WHAT IS REQUIRED
Extract each line of the records below that contains the word "bowl", with matches that count only when the case is the same.

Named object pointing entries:
** start **
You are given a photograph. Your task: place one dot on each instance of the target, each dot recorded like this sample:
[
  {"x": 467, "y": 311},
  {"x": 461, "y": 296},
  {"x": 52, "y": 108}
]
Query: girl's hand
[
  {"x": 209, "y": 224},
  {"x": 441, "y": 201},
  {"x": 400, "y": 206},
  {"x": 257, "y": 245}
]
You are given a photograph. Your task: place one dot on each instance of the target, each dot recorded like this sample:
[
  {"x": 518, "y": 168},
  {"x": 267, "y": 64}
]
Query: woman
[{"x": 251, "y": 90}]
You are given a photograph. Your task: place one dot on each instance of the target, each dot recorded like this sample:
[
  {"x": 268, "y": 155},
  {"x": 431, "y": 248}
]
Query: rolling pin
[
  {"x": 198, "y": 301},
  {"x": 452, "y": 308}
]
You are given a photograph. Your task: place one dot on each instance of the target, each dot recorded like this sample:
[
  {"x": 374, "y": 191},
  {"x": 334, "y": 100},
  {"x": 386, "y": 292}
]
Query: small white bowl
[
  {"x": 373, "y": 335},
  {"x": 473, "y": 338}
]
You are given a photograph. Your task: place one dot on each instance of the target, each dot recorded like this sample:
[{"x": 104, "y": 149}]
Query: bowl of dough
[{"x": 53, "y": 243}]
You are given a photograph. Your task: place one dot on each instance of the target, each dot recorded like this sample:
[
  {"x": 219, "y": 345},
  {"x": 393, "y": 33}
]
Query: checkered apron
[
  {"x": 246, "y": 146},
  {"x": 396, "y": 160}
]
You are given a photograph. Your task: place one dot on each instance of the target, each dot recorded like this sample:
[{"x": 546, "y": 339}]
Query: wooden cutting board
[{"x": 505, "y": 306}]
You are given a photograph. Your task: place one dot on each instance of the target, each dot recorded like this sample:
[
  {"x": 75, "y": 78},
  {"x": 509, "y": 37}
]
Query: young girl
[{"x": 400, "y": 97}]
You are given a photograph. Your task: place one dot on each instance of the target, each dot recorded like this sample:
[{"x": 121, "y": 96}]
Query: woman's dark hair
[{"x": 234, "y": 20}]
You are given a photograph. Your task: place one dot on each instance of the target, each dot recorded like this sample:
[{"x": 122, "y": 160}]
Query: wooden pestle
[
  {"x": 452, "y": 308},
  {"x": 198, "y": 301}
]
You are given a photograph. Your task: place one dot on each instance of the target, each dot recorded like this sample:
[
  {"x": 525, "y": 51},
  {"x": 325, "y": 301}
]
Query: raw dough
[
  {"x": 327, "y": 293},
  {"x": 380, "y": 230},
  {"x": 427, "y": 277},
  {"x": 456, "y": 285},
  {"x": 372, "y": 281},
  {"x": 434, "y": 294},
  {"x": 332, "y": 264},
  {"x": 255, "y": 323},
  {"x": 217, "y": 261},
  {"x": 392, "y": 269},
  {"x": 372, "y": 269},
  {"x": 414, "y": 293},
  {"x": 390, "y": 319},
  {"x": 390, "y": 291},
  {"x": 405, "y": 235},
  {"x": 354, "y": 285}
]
** end **
EXERCISE SOLUTION
Query: small white bowl
Query: bowl of dough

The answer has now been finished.